▶ Exercise requirements
Retype the following data exactly, but leave its pictures out.

▶ Items from a data source
====
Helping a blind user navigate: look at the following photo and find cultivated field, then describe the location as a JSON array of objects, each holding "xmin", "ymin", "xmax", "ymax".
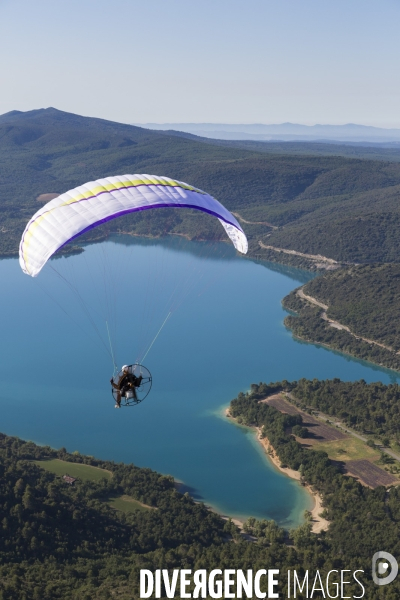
[
  {"xmin": 262, "ymin": 395, "xmax": 300, "ymax": 416},
  {"xmin": 345, "ymin": 459, "xmax": 398, "ymax": 487},
  {"xmin": 314, "ymin": 437, "xmax": 381, "ymax": 462},
  {"xmin": 262, "ymin": 393, "xmax": 397, "ymax": 488},
  {"xmin": 34, "ymin": 459, "xmax": 112, "ymax": 482},
  {"xmin": 107, "ymin": 495, "xmax": 154, "ymax": 513},
  {"xmin": 34, "ymin": 460, "xmax": 154, "ymax": 512},
  {"xmin": 263, "ymin": 394, "xmax": 347, "ymax": 442}
]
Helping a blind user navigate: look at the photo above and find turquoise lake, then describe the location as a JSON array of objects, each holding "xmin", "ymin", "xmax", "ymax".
[{"xmin": 1, "ymin": 235, "xmax": 399, "ymax": 527}]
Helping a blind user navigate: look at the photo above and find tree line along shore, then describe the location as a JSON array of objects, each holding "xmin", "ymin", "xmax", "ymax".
[{"xmin": 283, "ymin": 263, "xmax": 400, "ymax": 372}]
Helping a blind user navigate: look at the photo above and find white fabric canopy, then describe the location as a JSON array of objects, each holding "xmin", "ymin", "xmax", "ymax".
[{"xmin": 19, "ymin": 174, "xmax": 248, "ymax": 277}]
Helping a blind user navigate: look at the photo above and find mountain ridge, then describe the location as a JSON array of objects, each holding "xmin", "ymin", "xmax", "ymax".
[
  {"xmin": 138, "ymin": 121, "xmax": 400, "ymax": 143},
  {"xmin": 2, "ymin": 107, "xmax": 400, "ymax": 267}
]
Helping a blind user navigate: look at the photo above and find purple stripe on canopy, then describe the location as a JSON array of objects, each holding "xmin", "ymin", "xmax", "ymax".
[
  {"xmin": 21, "ymin": 182, "xmax": 242, "ymax": 272},
  {"xmin": 57, "ymin": 202, "xmax": 241, "ymax": 253}
]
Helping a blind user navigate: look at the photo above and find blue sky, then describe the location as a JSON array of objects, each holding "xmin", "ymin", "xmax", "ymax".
[{"xmin": 1, "ymin": 0, "xmax": 399, "ymax": 126}]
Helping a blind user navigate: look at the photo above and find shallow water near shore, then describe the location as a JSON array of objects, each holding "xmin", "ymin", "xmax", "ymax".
[{"xmin": 1, "ymin": 235, "xmax": 399, "ymax": 527}]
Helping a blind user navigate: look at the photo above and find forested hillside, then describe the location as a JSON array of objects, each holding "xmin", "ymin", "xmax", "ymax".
[
  {"xmin": 283, "ymin": 264, "xmax": 400, "ymax": 370},
  {"xmin": 0, "ymin": 434, "xmax": 228, "ymax": 599},
  {"xmin": 2, "ymin": 108, "xmax": 400, "ymax": 265},
  {"xmin": 3, "ymin": 388, "xmax": 400, "ymax": 600},
  {"xmin": 304, "ymin": 264, "xmax": 400, "ymax": 350}
]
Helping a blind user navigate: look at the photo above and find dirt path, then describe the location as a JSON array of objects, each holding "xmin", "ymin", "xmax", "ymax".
[
  {"xmin": 297, "ymin": 288, "xmax": 328, "ymax": 310},
  {"xmin": 36, "ymin": 193, "xmax": 59, "ymax": 203},
  {"xmin": 232, "ymin": 212, "xmax": 278, "ymax": 229},
  {"xmin": 296, "ymin": 288, "xmax": 398, "ymax": 352},
  {"xmin": 258, "ymin": 241, "xmax": 341, "ymax": 269},
  {"xmin": 297, "ymin": 289, "xmax": 350, "ymax": 331}
]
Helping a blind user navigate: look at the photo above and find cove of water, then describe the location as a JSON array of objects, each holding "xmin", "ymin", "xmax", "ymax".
[{"xmin": 1, "ymin": 236, "xmax": 399, "ymax": 527}]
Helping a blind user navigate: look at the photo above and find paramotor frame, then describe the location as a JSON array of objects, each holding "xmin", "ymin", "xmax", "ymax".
[{"xmin": 111, "ymin": 364, "xmax": 152, "ymax": 407}]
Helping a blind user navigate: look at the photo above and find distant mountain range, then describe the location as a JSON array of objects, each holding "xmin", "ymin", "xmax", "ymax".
[{"xmin": 137, "ymin": 122, "xmax": 400, "ymax": 144}]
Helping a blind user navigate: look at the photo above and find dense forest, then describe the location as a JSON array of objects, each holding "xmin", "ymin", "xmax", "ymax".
[
  {"xmin": 0, "ymin": 434, "xmax": 230, "ymax": 599},
  {"xmin": 3, "ymin": 108, "xmax": 400, "ymax": 267}
]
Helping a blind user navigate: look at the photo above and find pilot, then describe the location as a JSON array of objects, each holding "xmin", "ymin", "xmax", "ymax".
[{"xmin": 110, "ymin": 366, "xmax": 143, "ymax": 408}]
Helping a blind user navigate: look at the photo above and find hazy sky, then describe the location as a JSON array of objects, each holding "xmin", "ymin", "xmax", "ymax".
[{"xmin": 1, "ymin": 0, "xmax": 399, "ymax": 126}]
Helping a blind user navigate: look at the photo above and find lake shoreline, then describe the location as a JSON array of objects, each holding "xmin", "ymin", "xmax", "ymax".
[
  {"xmin": 225, "ymin": 408, "xmax": 329, "ymax": 534},
  {"xmin": 174, "ymin": 478, "xmax": 245, "ymax": 529},
  {"xmin": 3, "ymin": 234, "xmax": 395, "ymax": 534}
]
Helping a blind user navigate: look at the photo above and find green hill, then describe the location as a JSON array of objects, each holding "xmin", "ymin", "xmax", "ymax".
[{"xmin": 3, "ymin": 108, "xmax": 400, "ymax": 265}]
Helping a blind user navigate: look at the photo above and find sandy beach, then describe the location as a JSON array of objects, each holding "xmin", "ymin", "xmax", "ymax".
[{"xmin": 225, "ymin": 409, "xmax": 329, "ymax": 534}]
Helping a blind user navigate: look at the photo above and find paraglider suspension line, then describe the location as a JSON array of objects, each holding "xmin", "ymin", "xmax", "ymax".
[
  {"xmin": 106, "ymin": 320, "xmax": 118, "ymax": 375},
  {"xmin": 141, "ymin": 311, "xmax": 172, "ymax": 363}
]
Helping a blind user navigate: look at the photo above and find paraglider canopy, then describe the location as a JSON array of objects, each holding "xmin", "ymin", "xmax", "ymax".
====
▶ Your solution
Helping a blind user navigate: look at the following photo and find cultivated field, then describe the location as a JSON array of objects, each holding "xmin", "ymin", "xmax", "ymax".
[
  {"xmin": 262, "ymin": 395, "xmax": 300, "ymax": 416},
  {"xmin": 345, "ymin": 459, "xmax": 398, "ymax": 487},
  {"xmin": 314, "ymin": 437, "xmax": 381, "ymax": 462},
  {"xmin": 262, "ymin": 393, "xmax": 397, "ymax": 488},
  {"xmin": 34, "ymin": 459, "xmax": 112, "ymax": 482},
  {"xmin": 107, "ymin": 495, "xmax": 154, "ymax": 513},
  {"xmin": 34, "ymin": 460, "xmax": 154, "ymax": 512},
  {"xmin": 263, "ymin": 394, "xmax": 347, "ymax": 442}
]
Helping a blind user navigate: look at the photo above and find turquoise lake, then describe the location as a JSON array of objects, each holding "xmin", "ymin", "xmax", "ymax".
[{"xmin": 1, "ymin": 235, "xmax": 399, "ymax": 527}]
Helping a blind user navigate: look at the photo above and find tree line along shore, then describe the location as a JSON array of objects, each holding "xmin", "ymin", "xmax", "ymax".
[{"xmin": 283, "ymin": 263, "xmax": 400, "ymax": 372}]
Helping a blind user navigate: look at the photo above and find white fabric canopy, then describe the location as a JSON array of objects, each holding "xmin", "ymin", "xmax", "ymax".
[{"xmin": 19, "ymin": 174, "xmax": 248, "ymax": 277}]
Helping a blind user navigate: look at the photo above and find mountain ridge, then describe the location as a JSON array of objects, each holding "xmin", "ymin", "xmax", "ymax".
[
  {"xmin": 138, "ymin": 121, "xmax": 400, "ymax": 143},
  {"xmin": 2, "ymin": 107, "xmax": 400, "ymax": 267}
]
Helping a blind user navigate: look at the photo above and find purple stripe on canopy, then describe the location as a JSON array of objects, each holding "xmin", "ymin", "xmax", "ymax".
[
  {"xmin": 21, "ymin": 182, "xmax": 242, "ymax": 272},
  {"xmin": 57, "ymin": 202, "xmax": 241, "ymax": 253}
]
Helping a blind user navigate: look at the photo above and find blue sky, then describe the location as a JSON array of objects, each holding "xmin", "ymin", "xmax", "ymax".
[{"xmin": 1, "ymin": 0, "xmax": 399, "ymax": 126}]
Helping a blind user navigate: look at the photo above and find shallow water near shore, then describe the location as a JSON array of objects, each holding "xmin", "ymin", "xmax", "ymax".
[{"xmin": 1, "ymin": 235, "xmax": 399, "ymax": 527}]
Helping a blind user navigate: look at the photo above and find forested hillside, then describe the location as a JSON array of objects, each holding "xmin", "ymin", "xmax", "ymax".
[
  {"xmin": 283, "ymin": 264, "xmax": 400, "ymax": 370},
  {"xmin": 0, "ymin": 434, "xmax": 228, "ymax": 599},
  {"xmin": 2, "ymin": 108, "xmax": 400, "ymax": 265},
  {"xmin": 3, "ymin": 388, "xmax": 400, "ymax": 600},
  {"xmin": 304, "ymin": 264, "xmax": 400, "ymax": 350}
]
Helping a blind user navigate: look at the photo above and find dirt path, then describe the location as a JSON array of objects, each holding "xmin", "ymin", "xmax", "ymax".
[
  {"xmin": 297, "ymin": 288, "xmax": 328, "ymax": 310},
  {"xmin": 36, "ymin": 193, "xmax": 59, "ymax": 203},
  {"xmin": 232, "ymin": 212, "xmax": 278, "ymax": 229},
  {"xmin": 296, "ymin": 288, "xmax": 398, "ymax": 352},
  {"xmin": 258, "ymin": 241, "xmax": 341, "ymax": 269},
  {"xmin": 297, "ymin": 289, "xmax": 350, "ymax": 331}
]
Helping a blind user navigate: look at the photo above and find cove of water, then describe the location as a JSON array of objects, each holding "xmin", "ymin", "xmax", "ymax".
[{"xmin": 1, "ymin": 236, "xmax": 399, "ymax": 527}]
Helping a blind user navigate: look at the photo above and find paramotor frame, then describe the location as a JSON array of objects, each holding "xmin", "ymin", "xmax", "ymax".
[{"xmin": 111, "ymin": 364, "xmax": 152, "ymax": 407}]
Helping a blind user navigate: look at the photo above and find distant mountain range, then describe the location as a JSON array of objects, each holding "xmin", "ymin", "xmax", "ymax".
[{"xmin": 137, "ymin": 122, "xmax": 400, "ymax": 144}]
Helping a blind user navigate: look at the photo above and find dense forest, then describe the location as a JSON array of objects, each holding "xmin", "ymin", "xmax", "ymax".
[
  {"xmin": 0, "ymin": 434, "xmax": 230, "ymax": 599},
  {"xmin": 3, "ymin": 108, "xmax": 400, "ymax": 267}
]
Helping a blind user navigate: look at the photo above and find pilot, then describe the location as a JSON array of objects, each holding "xmin", "ymin", "xmax", "ymax".
[{"xmin": 110, "ymin": 366, "xmax": 143, "ymax": 408}]
Helping a blind user navigate: look at the photo above and find hazy sky, then describe the location as a JSON array of objects, each holding "xmin", "ymin", "xmax", "ymax".
[{"xmin": 1, "ymin": 0, "xmax": 399, "ymax": 126}]
Helping a blind user navigate: look at the photo above and find lake shoreline, then describe the location as a JSON array of objects, each holding "xmin", "ymin", "xmax", "ymax".
[
  {"xmin": 225, "ymin": 408, "xmax": 329, "ymax": 534},
  {"xmin": 174, "ymin": 478, "xmax": 245, "ymax": 529},
  {"xmin": 3, "ymin": 234, "xmax": 395, "ymax": 534}
]
Helping a blind user navigate: look at the photo above and find green hill, then describe the location as a JSON array of objects, each holding "xmin", "ymin", "xmax", "ymax".
[{"xmin": 3, "ymin": 108, "xmax": 400, "ymax": 265}]
Helping a blind user navigate: look at the photo above and find sandy beach, then describe the location as a JSON array of objects, each holding "xmin", "ymin", "xmax", "ymax".
[{"xmin": 225, "ymin": 409, "xmax": 329, "ymax": 534}]
Helping a blind user navigate: look at the photo above and find paraglider suspension line, then describe the location as a JSON array of objects, each holding "xmin", "ymin", "xmax", "ymax".
[
  {"xmin": 106, "ymin": 320, "xmax": 118, "ymax": 375},
  {"xmin": 141, "ymin": 311, "xmax": 172, "ymax": 363}
]
Helping a blind user navigate: look at the photo above and find paraglider canopy, then describe the location as a JSON array of objects, each holding "xmin", "ymin", "xmax", "ymax".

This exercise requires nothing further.